■ **Instructions**
A. In the news text below, rewrite the paragraph beginning "A video appeared in YouTube" as a shorter paragraph that keeps its main facts.
B. Print the passage from the news text below that begins at the words "Commenting on the" and stops after "detention of people.".

■ **Page text**
+--

A frame from the video showing the Afghan migrants on the ground

A video appeared in YouTube during the week that raised a public outcry. The video showed tough-looking young Bulgarians, not in uniform, yelling at three Afghan nationals prostrate on the ground in broken English: Go back to Turkey, now!, after having captured them crossing the Bulgarian border with Turkey illegally and tying their hands behind their backs. The group calls itself “Civilian detachment for the protection of women and the faith”. The video riveted public attention in Bulgaria and abroad causing world media to talk about inhumane treatment of migrants in Bulgaria.

Commenting on the incident Prime Minister Boyko Borissov stated that: “Any help for the border police and for the state is welcome,” putting his PR advisors in a panic – they hastily cautioned him to add that “the help must be within the bounds of the law.” Border police head Antonio Angelov hastened to say that: “This group’s actions are illegal, no person can be detained except by law enforcement authorities.” The incident was put an end to when prosecutor general Sotir Tsatsarov intervened to say that the leader of the vigilante gang, Petar Nizamov, AKA Perata had been detained and faced up to 6 years of imprisonment for unlawful detention of people.

+--

■ **Source data**

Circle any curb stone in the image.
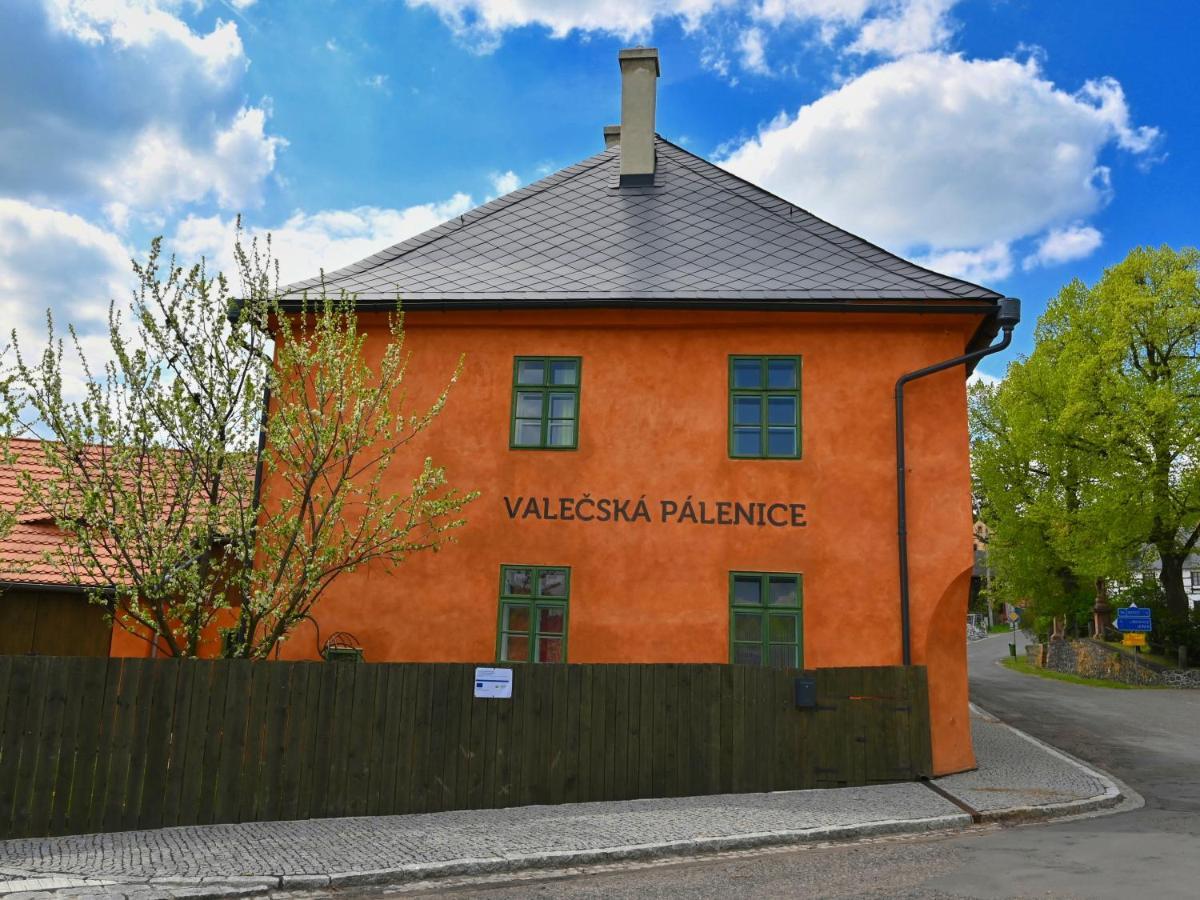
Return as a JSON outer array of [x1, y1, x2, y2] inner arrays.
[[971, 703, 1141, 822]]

+--

■ **Answers given**
A. A YouTube video that week caused a public outcry. It showed young Bulgarians, not in uniform, who had caught three Afghan nationals illegally crossing the border from Turkey and tied their hands behind their backs. As the men lay on the ground, the Bulgarians yelled at them in broken English to go back to Turkey. The group calls itself "Civilian detachment for the protection of women and the faith." The video drew attention in Bulgaria and abroad, and world media began discussing inhumane treatment of migrants in Bulgaria.

B.
Commenting on the incident Prime Minister Boyko Borissov stated that: “Any help for the border police and for the state is welcome,” putting his PR advisors in a panic – they hastily cautioned him to add that “the help must be within the bounds of the law.” Border police head Antonio Angelov hastened to say that: “This group’s actions are illegal, no person can be detained except by law enforcement authorities.” The incident was put an end to when prosecutor general Sotir Tsatsarov intervened to say that the leader of the vigilante gang, Petar Nizamov, AKA Perata had been detained and faced up to 6 years of imprisonment for unlawful detention of people.